Work instructions: Would you return the lines between the one holding "the wooden chair" and the one holding "[(568, 23), (613, 44)]", inclusive, and only those, exactly as they stand in the listing below?

Materials provided:
○ ○ ○ ○ ○
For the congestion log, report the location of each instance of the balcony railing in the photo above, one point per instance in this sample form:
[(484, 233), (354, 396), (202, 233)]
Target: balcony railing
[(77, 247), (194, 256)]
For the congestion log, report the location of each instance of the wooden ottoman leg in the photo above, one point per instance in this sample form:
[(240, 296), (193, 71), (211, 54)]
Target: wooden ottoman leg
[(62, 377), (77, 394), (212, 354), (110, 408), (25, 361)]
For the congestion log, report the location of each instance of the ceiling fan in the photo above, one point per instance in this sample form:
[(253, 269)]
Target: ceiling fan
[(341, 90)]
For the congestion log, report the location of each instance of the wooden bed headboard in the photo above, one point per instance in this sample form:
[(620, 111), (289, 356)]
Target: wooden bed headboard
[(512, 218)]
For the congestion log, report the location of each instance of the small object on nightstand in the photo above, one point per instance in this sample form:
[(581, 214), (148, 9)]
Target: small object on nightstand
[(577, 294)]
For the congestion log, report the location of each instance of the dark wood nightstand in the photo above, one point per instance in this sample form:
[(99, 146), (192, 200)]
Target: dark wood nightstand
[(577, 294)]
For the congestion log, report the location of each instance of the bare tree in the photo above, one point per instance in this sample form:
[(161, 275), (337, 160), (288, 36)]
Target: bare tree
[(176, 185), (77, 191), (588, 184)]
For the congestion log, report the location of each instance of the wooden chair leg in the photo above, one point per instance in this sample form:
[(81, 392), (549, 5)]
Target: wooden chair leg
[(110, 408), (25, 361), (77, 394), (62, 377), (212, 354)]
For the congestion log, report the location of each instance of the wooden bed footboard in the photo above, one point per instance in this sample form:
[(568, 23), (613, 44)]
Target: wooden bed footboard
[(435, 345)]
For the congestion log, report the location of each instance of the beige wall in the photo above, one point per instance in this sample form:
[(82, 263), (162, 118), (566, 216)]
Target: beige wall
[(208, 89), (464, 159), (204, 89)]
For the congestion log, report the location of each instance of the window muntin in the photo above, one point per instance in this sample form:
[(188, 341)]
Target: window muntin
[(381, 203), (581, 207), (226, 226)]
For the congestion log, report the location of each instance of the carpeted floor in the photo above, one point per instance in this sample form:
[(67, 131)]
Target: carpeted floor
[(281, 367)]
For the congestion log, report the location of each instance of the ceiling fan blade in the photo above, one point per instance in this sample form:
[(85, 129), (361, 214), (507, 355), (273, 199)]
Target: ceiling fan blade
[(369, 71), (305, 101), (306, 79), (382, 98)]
○ ○ ○ ○ ○
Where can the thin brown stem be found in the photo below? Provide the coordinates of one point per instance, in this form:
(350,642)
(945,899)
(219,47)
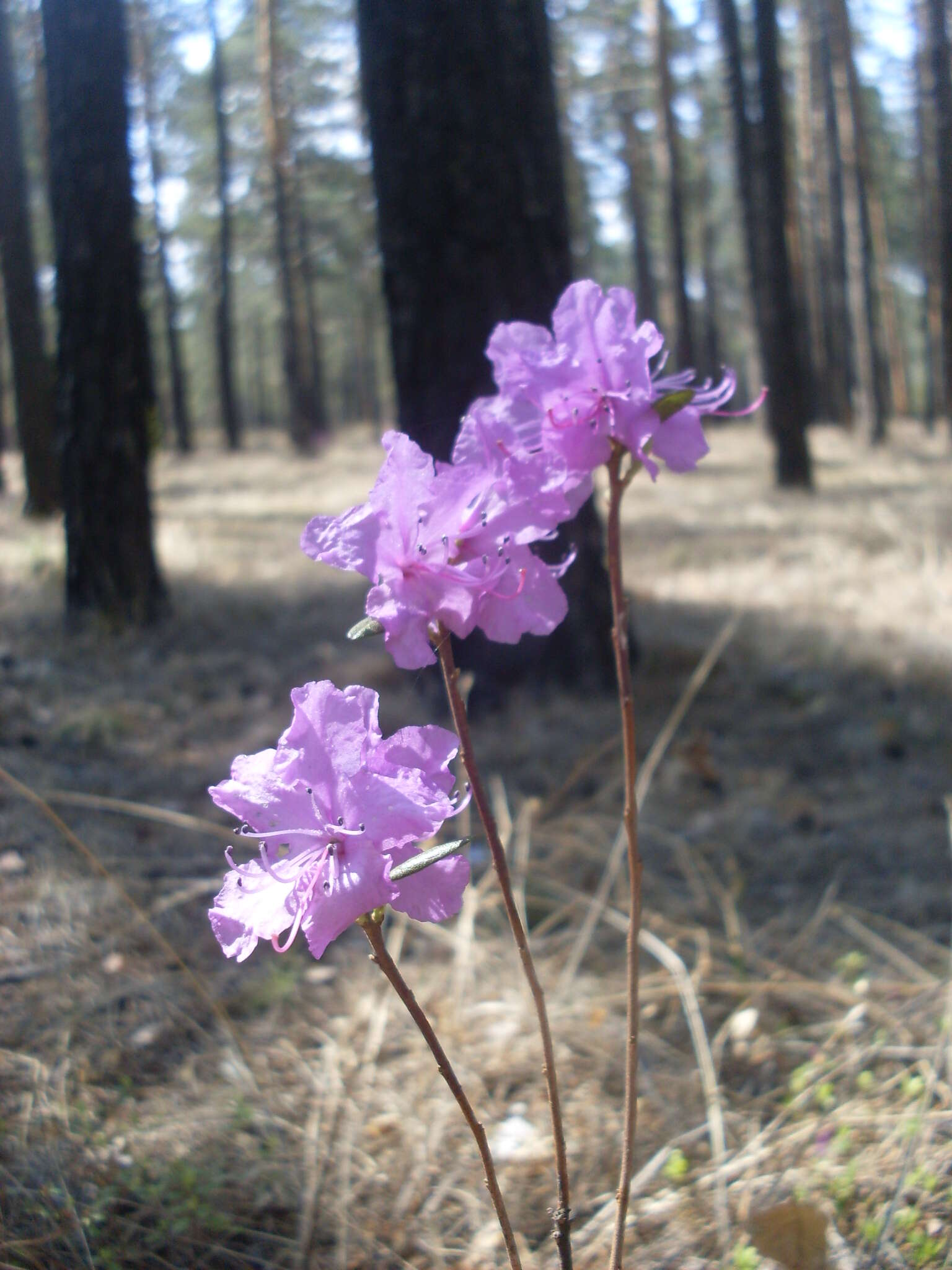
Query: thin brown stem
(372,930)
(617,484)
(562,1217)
○ ○ ○ ○ ○
Answer to the exercise:
For the congestion log, report the location of each instance of the wooden chair leg in the photo above, one point per instance in this sample form:
[(81, 392), (549, 5)]
Target: wooden chair leg
[(110, 408), (25, 361), (77, 394), (62, 377), (212, 354)]
For the congestion log, report the location of each instance of the wooden bed footboard in the photo above, one point per instance in this sample form:
[(568, 23), (613, 44)]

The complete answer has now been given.